**DIRECTIONS FOR THIS TASK**
From the first line to the last, set down the data exactly as given.

**ENTRIES PROVIDED**
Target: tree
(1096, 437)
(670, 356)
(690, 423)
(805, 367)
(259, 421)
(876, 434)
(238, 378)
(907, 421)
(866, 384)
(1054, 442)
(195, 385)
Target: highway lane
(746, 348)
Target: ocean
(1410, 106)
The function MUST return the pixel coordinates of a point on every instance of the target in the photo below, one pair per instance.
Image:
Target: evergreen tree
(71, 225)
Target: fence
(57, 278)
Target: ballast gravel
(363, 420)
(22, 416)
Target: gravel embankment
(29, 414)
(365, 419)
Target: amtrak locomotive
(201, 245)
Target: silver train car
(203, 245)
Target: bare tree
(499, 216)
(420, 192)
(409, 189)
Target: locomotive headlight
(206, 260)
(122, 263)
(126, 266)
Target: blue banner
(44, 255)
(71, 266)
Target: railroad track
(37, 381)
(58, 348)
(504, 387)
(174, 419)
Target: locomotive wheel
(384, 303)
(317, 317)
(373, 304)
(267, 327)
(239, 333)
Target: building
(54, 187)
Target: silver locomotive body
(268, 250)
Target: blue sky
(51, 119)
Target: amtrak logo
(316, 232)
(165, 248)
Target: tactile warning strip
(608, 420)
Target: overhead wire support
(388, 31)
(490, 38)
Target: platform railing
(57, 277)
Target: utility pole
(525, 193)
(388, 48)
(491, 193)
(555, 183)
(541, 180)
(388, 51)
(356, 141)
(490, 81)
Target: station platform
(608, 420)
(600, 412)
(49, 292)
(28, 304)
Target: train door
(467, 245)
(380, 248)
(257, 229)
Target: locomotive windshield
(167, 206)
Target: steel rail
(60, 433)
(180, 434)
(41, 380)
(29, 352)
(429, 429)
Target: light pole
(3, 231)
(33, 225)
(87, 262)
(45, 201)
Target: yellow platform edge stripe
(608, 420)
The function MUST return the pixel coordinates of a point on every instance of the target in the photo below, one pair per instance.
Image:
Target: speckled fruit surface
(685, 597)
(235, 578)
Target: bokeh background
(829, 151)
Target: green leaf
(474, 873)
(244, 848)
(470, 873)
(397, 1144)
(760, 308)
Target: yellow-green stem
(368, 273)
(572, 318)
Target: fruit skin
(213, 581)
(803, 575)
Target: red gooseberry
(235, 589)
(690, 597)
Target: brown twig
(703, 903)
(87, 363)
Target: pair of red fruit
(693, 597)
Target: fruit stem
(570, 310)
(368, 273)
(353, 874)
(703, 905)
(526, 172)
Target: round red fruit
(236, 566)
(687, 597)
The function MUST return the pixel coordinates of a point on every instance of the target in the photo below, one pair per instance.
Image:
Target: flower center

**THE ANSWER**
Target: tree
(1096, 437)
(670, 356)
(690, 423)
(805, 367)
(259, 421)
(876, 434)
(238, 378)
(907, 421)
(866, 384)
(1054, 442)
(195, 385)
Target: highway lane
(746, 348)
Target: ocean
(1410, 106)
The function MUST return the pixel coordinates of a point on every instance of the target in the photo below, one pair per instance.
Image:
Target: evergreen tree
(71, 225)
Target: fence
(57, 278)
Target: ballast gravel
(363, 420)
(22, 416)
Target: gravel embankment
(29, 414)
(365, 419)
Target: amtrak locomotive
(201, 245)
Target: silver train car
(203, 245)
Target: bare tree
(499, 216)
(420, 192)
(409, 189)
Target: locomotive headlight
(206, 260)
(122, 263)
(126, 266)
Target: blue banner
(44, 255)
(71, 266)
Target: railroad track
(37, 381)
(58, 348)
(504, 387)
(174, 419)
Target: locomotive wheel
(384, 303)
(317, 317)
(373, 304)
(267, 327)
(239, 333)
Target: building
(54, 187)
Target: silver locomotive body
(268, 250)
Target: blue sky
(51, 119)
Target: amtrak logo
(316, 232)
(165, 248)
Target: tactile warning strip
(608, 420)
Target: overhead wire support
(388, 31)
(490, 38)
Target: platform railing
(57, 277)
Target: utility pole
(525, 193)
(388, 48)
(491, 193)
(555, 183)
(541, 180)
(388, 51)
(356, 141)
(490, 81)
Target: station platform
(608, 420)
(600, 412)
(49, 292)
(28, 304)
Target: train door
(467, 245)
(380, 248)
(257, 229)
Target: locomotive windshield
(167, 206)
Target: steel rail
(60, 433)
(180, 434)
(41, 380)
(29, 352)
(429, 429)
Target: light pole
(3, 231)
(33, 225)
(87, 262)
(45, 201)
Target: yellow platform edge stripe
(608, 420)
The function MUST return the pixel coordinates of a point on every instance of the target in the photo below, one pair per instance.
Image:
Target: speckled fruit surface
(685, 597)
(235, 578)
Target: bokeh background
(829, 151)
Target: green leaf
(474, 873)
(244, 848)
(470, 873)
(397, 1144)
(760, 308)
Target: yellow-green stem
(368, 273)
(572, 318)
Target: fruit skin
(213, 581)
(803, 575)
Target: red gooseberry
(235, 589)
(690, 597)
Target: brown twig
(703, 903)
(87, 363)
Target: pair of red fruit
(693, 597)
Target: fruit stem
(570, 310)
(368, 273)
(353, 874)
(703, 905)
(526, 172)
Target: round red fruit
(236, 566)
(687, 597)
The function MUST return the pixel coordinates of a point on every instance of the target in the photo below, one pair per instance.
Image:
Target: flower center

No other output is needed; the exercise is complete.